» **Exercise goal**
All of the entries must be output exactly as they are.
◇ ◇ ◇ ◇
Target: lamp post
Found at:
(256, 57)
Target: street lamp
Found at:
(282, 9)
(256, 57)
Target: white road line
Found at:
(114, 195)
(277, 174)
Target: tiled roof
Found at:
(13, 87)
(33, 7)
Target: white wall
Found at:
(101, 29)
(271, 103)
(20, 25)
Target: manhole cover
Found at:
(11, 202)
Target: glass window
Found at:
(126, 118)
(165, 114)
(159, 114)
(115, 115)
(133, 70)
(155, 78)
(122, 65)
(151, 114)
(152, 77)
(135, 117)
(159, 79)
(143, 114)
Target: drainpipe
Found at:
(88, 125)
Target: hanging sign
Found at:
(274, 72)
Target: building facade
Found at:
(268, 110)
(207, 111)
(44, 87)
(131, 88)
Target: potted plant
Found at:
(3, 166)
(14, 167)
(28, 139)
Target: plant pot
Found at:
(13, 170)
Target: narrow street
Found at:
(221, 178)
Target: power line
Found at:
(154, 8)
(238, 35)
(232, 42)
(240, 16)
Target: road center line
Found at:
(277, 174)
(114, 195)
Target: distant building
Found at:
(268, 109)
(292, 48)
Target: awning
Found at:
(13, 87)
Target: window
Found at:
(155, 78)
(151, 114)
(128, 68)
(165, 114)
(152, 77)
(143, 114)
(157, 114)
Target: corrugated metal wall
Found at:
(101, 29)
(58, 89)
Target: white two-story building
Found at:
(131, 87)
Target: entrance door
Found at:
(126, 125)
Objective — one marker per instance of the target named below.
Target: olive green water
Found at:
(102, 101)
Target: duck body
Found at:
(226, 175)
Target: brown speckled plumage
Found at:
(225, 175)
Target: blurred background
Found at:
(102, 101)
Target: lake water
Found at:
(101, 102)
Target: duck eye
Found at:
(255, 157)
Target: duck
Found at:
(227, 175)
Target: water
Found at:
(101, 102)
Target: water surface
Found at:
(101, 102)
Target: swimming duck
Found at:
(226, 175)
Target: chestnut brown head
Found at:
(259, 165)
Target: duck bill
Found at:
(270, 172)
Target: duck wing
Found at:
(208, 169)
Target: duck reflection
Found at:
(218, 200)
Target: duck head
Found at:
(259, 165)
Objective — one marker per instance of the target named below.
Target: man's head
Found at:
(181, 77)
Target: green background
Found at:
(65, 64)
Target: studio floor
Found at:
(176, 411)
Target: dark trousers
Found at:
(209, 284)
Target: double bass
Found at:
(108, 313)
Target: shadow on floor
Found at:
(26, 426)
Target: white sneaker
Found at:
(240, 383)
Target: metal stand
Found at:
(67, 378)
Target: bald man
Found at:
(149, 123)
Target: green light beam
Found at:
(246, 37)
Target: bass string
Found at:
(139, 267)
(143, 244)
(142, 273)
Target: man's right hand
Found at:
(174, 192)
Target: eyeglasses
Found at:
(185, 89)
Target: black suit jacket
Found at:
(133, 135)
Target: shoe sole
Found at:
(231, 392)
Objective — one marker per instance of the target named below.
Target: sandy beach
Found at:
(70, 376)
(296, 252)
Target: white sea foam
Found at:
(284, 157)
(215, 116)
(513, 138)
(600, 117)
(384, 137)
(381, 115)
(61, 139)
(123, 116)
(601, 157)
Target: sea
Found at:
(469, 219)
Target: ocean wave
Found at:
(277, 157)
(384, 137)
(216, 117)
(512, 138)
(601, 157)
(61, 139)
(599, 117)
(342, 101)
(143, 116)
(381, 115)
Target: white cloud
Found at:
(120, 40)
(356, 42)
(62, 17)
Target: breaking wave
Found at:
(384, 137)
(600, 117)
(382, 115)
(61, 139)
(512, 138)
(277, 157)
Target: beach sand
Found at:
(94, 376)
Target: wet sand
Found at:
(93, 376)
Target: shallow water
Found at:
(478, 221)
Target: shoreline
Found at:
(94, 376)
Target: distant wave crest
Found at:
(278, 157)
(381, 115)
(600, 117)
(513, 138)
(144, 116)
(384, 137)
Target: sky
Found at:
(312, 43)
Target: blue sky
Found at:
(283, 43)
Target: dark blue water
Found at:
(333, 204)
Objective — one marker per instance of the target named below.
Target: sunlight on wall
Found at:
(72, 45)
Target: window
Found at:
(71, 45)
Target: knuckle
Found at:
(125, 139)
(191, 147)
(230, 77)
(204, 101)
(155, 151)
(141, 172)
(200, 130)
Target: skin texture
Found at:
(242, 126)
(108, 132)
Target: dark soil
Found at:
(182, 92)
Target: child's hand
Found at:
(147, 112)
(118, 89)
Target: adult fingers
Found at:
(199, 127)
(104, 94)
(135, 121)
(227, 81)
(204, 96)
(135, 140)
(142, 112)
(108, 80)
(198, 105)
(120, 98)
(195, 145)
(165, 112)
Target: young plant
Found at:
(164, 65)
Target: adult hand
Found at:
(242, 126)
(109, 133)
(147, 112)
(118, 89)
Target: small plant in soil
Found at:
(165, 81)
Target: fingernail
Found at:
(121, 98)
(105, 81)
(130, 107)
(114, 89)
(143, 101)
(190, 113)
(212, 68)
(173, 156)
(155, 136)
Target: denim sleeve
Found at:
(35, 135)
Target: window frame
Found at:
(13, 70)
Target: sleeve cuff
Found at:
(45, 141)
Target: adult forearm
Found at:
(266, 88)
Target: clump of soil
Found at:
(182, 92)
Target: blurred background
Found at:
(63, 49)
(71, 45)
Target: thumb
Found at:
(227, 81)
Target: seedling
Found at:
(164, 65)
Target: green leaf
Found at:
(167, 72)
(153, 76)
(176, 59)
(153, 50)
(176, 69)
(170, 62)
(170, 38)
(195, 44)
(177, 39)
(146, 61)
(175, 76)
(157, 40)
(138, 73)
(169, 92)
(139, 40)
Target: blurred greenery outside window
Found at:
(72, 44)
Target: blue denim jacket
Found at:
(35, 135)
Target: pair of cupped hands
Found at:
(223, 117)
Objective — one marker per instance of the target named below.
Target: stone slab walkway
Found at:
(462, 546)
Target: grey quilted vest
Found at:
◇ ◇ ◇ ◇
» **Written answer**
Target: lamp post
Found at:
(256, 57)
Target: street lamp
Found at:
(282, 9)
(256, 57)
Target: white road line
Found at:
(114, 195)
(277, 174)
Target: tiled roof
Found at:
(13, 87)
(33, 7)
Target: white wall
Found at:
(101, 29)
(271, 103)
(20, 25)
Target: manhole cover
Found at:
(11, 202)
Target: glass window
Found at:
(126, 118)
(165, 114)
(159, 114)
(115, 115)
(133, 70)
(155, 78)
(122, 65)
(151, 114)
(152, 77)
(135, 117)
(159, 79)
(143, 114)
Target: drainpipe
Found at:
(88, 125)
Target: hanging sign
Found at:
(274, 72)
Target: building facade
Found at:
(268, 110)
(207, 111)
(44, 87)
(131, 88)
Target: potted plant
Found at:
(3, 166)
(14, 167)
(28, 139)
Target: plant pot
Found at:
(13, 170)
Target: narrow street
Found at:
(221, 178)
Target: power line
Found at:
(154, 8)
(238, 35)
(232, 42)
(240, 16)
Target: road center line
Found at:
(277, 174)
(114, 195)
Target: distant building
Found at:
(268, 109)
(292, 48)
Target: awning
Found at:
(13, 87)
Target: window
Found at:
(155, 78)
(151, 114)
(128, 68)
(165, 114)
(152, 77)
(143, 114)
(157, 114)
Target: corrugated metal wall
Found at:
(101, 29)
(58, 89)
Target: white two-story building
Found at:
(131, 87)
Target: entrance door
Found at:
(126, 125)
Objective — one marker per instance of the target named below.
Target: olive green water
Found at:
(102, 101)
Target: duck body
Found at:
(226, 175)
Target: brown speckled plumage
Found at:
(225, 175)
Target: blurred background
Found at:
(102, 101)
Target: lake water
Found at:
(101, 102)
Target: duck eye
Found at:
(255, 157)
Target: duck
Found at:
(227, 175)
Target: water
Found at:
(101, 102)
Target: water surface
Found at:
(101, 102)
Target: swimming duck
Found at:
(226, 175)
Target: chestnut brown head
Found at:
(259, 165)
Target: duck bill
Found at:
(270, 172)
Target: duck wing
Found at:
(208, 169)
Target: duck reflection
Found at:
(218, 200)
Target: duck head
Found at:
(259, 165)
Objective — one marker per instance of the target named below.
Target: man's head
Found at:
(181, 77)
Target: green background
Found at:
(65, 64)
Target: studio floor
Found at:
(176, 411)
Target: dark trousers
Found at:
(209, 284)
Target: double bass
Found at:
(108, 313)
Target: shadow on floor
Found at:
(26, 426)
Target: white sneaker
Found at:
(240, 383)
Target: metal stand
Found at:
(67, 378)
Target: bald man
Found at:
(149, 123)
Target: green light beam
Found at:
(246, 37)
Target: bass string
Found at:
(139, 267)
(143, 244)
(142, 273)
Target: man's right hand
Found at:
(174, 192)
Target: eyeglasses
Found at:
(185, 89)
Target: black suit jacket
Found at:
(133, 135)
Target: shoe sole
Found at:
(231, 392)
Objective — one marker per instance of the target named below.
Target: sandy beach
Found at:
(70, 376)
(296, 252)
Target: white sea foam
Found at:
(284, 157)
(215, 116)
(513, 138)
(600, 117)
(384, 137)
(381, 115)
(61, 139)
(123, 116)
(601, 157)
Target: sea
Found at:
(469, 219)
Target: ocean wave
Found at:
(277, 157)
(384, 137)
(216, 117)
(512, 138)
(601, 157)
(61, 139)
(599, 117)
(342, 101)
(143, 116)
(381, 115)
Target: white cloud
Found at:
(120, 40)
(356, 42)
(62, 17)
Target: breaking wave
Found at:
(384, 137)
(600, 117)
(382, 115)
(61, 139)
(512, 138)
(277, 157)
Target: beach sand
Found at:
(94, 376)
Target: wet sand
Found at:
(93, 376)
Target: shallow water
Found at:
(478, 221)
Target: shoreline
Found at:
(94, 376)
Target: distant wave crest
Found at:
(278, 157)
(381, 115)
(600, 117)
(513, 138)
(144, 116)
(384, 137)
Target: sky
Found at:
(312, 43)
Target: blue sky
Found at:
(283, 43)
Target: dark blue water
Found at:
(333, 204)
Objective — one marker per instance of the target named below.
Target: sunlight on wall
Found at:
(72, 45)
Target: window
Found at:
(71, 45)
Target: knuckle
Found at:
(125, 139)
(191, 147)
(230, 77)
(204, 101)
(155, 151)
(141, 172)
(200, 130)
Target: skin texture
Found at:
(242, 126)
(108, 132)
Target: dark soil
Found at:
(182, 92)
Target: child's hand
Found at:
(147, 112)
(118, 89)
Target: adult fingers
Found at:
(199, 127)
(104, 94)
(135, 121)
(227, 81)
(204, 96)
(135, 140)
(142, 112)
(108, 80)
(198, 105)
(120, 98)
(195, 145)
(165, 112)
Target: young plant
Found at:
(164, 65)
Target: adult hand
Found at:
(242, 126)
(109, 133)
(147, 112)
(118, 89)
Target: small plant in soil
Found at:
(165, 81)
Target: fingernail
Found at:
(121, 98)
(105, 81)
(130, 107)
(114, 89)
(143, 101)
(190, 113)
(212, 68)
(173, 156)
(155, 136)
Target: denim sleeve
Found at:
(35, 135)
Target: window frame
Found at:
(13, 70)
Target: sleeve cuff
Found at:
(45, 141)
Target: adult forearm
Found at:
(266, 88)
Target: clump of soil
Found at:
(182, 92)
Target: blurred background
Found at:
(63, 49)
(71, 45)
Target: thumb
Found at:
(227, 81)
Target: seedling
Found at:
(164, 65)
Target: green leaf
Found at:
(167, 72)
(153, 76)
(176, 59)
(153, 50)
(176, 69)
(170, 62)
(170, 38)
(195, 44)
(177, 39)
(146, 61)
(175, 76)
(157, 40)
(138, 73)
(169, 92)
(139, 40)
Target: blurred greenery outside window
Found at:
(72, 44)
Target: blue denim jacket
Found at:
(35, 135)
Target: pair of cupped hands
Found at:
(223, 117)
Objective — one marker per instance of the target named below.
Target: stone slab walkway
Found at:
(462, 546)
Target: grey quilted vest
Found at:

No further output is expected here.